#### TASK DIRECTIONS
Print out the entries exactly, and include each one.

#### DATA TO USE
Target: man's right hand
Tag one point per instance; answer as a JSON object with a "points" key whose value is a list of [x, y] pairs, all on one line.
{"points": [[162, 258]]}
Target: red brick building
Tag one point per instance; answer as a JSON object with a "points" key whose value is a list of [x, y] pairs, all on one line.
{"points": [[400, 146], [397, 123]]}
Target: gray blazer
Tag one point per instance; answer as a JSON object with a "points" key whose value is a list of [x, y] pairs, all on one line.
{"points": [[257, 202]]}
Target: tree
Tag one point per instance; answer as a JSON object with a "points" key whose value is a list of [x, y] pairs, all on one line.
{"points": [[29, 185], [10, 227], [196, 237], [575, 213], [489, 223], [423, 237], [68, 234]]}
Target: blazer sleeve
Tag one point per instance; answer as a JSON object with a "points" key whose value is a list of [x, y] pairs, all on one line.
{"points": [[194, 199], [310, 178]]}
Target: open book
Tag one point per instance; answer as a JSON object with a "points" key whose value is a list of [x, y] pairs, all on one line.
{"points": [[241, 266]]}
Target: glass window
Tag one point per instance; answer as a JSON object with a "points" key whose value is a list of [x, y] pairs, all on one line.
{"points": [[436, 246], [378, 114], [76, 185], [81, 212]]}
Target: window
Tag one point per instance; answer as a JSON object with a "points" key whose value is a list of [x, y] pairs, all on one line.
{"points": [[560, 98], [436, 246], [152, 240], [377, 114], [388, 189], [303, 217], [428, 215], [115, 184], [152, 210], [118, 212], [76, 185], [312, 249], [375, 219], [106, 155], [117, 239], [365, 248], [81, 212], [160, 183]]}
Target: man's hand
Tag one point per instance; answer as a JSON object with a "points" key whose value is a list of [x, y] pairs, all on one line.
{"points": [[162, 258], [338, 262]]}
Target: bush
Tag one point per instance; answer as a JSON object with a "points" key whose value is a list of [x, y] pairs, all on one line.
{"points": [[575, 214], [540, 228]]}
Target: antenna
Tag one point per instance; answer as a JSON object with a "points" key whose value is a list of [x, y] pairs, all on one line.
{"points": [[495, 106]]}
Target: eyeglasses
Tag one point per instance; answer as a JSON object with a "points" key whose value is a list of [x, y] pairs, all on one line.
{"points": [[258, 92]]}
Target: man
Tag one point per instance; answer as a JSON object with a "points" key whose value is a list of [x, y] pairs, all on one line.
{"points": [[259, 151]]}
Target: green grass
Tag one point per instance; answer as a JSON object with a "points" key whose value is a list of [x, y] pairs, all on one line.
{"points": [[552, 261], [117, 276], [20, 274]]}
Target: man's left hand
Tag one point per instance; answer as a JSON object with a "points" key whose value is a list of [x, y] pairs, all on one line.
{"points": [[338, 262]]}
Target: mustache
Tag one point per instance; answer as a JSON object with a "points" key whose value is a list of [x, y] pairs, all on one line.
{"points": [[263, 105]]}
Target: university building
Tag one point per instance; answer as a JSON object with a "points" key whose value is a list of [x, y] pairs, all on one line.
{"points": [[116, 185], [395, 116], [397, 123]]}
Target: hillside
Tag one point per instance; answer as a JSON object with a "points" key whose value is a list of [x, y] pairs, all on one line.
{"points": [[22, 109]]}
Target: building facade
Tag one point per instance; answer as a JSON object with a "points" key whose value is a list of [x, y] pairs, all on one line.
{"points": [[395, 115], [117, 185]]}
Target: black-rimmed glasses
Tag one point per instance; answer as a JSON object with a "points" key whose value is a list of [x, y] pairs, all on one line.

#### EXERCISE RESULT
Target: man's right hand
Tag one point per instance; answer as a JSON object with a "points" key whose value is a list of [x, y] pairs, all on one line.
{"points": [[162, 258]]}
Target: red brick building
Tag one point per instance; answer as a JSON object with a "points" key whose value is a list of [x, y] pairs, all on one line.
{"points": [[400, 146], [397, 123]]}
Target: gray blazer
Tag one point per instance; answer as a JSON object with a "points" key whose value is a list of [x, y] pairs, all on one line.
{"points": [[257, 202]]}
Target: tree
Tag one point per instance; answer as a JSON object with a "points" key whose value is a list of [x, y] pairs, all on one line.
{"points": [[29, 185], [10, 227], [196, 237], [575, 213], [489, 223], [423, 237], [68, 234]]}
Target: blazer sleeve
Tag one point per instance; answer as a JSON object with a "points" key whose value is a list of [x, y] pairs, all on one line.
{"points": [[194, 199], [310, 178]]}
Target: open book
Tag one point per instance; answer as a JSON object with a "points" key whose value is a list of [x, y] pairs, all on one line.
{"points": [[241, 266]]}
Target: glass window
Tag one point per instance; answer as a JSON object with a "points" key whose value is a list of [x, y] pairs, all on one line.
{"points": [[436, 246], [378, 114], [76, 185], [81, 212]]}
Target: window
Tag one point per instance; answer as a JSON object with a "points" key whose value is a list of [x, y] pairs, all on one line.
{"points": [[560, 98], [436, 246], [152, 240], [377, 114], [388, 189], [303, 217], [428, 215], [115, 184], [152, 210], [118, 212], [76, 185], [312, 249], [375, 219], [106, 155], [117, 239], [365, 248], [81, 212], [160, 183]]}
Target: man's hand
Tag one point per instance; answer as a JSON object with a "points" key whose value is a list of [x, y] pairs, all on one line.
{"points": [[162, 258], [338, 262]]}
Target: bush
Tag one point per instance; answer as a JSON object with a "points" key whose value is a list of [x, y] pairs, all on one line.
{"points": [[575, 214], [540, 228]]}
Target: antenna
Tag one point per instance; answer as a JSON object with a "points" key whose value is a list of [x, y] pairs, all on one line.
{"points": [[495, 106]]}
Target: eyeglasses
Tag one point per instance; answer as a JSON object with a "points" key whose value is a list of [x, y] pairs, all on one line.
{"points": [[258, 92]]}
Target: man
Tag one point per instance; answer as a JSON object with a "points" key whose value is a list of [x, y] pairs, all on one line.
{"points": [[259, 151]]}
Target: green grass
Tag one point per instance; answer as a JSON object with a "points" key whose value is a list of [x, y] pairs, all on one line.
{"points": [[552, 261], [117, 276], [20, 274]]}
Target: man's left hand
Tag one point per instance; answer as a JSON object with a "points" key whose value is a list of [x, y] pairs, all on one line.
{"points": [[338, 262]]}
Target: mustache
Tag one point per instance; answer as a JSON object with a "points" key whose value is a list of [x, y] pairs, all on one line.
{"points": [[263, 105]]}
Target: university building
Tag one point per instance; answer as a JSON object with a "points" key whose value is a list of [x, y] pairs, all on one line.
{"points": [[116, 185], [395, 116], [397, 123]]}
Target: hillside
Tag one point per instance; answer as a JSON object with a "points" key whose value is a list of [x, y] pairs, all on one line.
{"points": [[22, 109]]}
Target: building facade
Tag one point per instance; answer as a JSON object with a "points" key whose value is a list of [x, y] pairs, all on one line.
{"points": [[395, 115], [117, 185]]}
Target: black-rimmed glasses
Tag one point per instance; answer as a JSON object with a "points" key whose value is a list of [x, y] pairs, all on one line.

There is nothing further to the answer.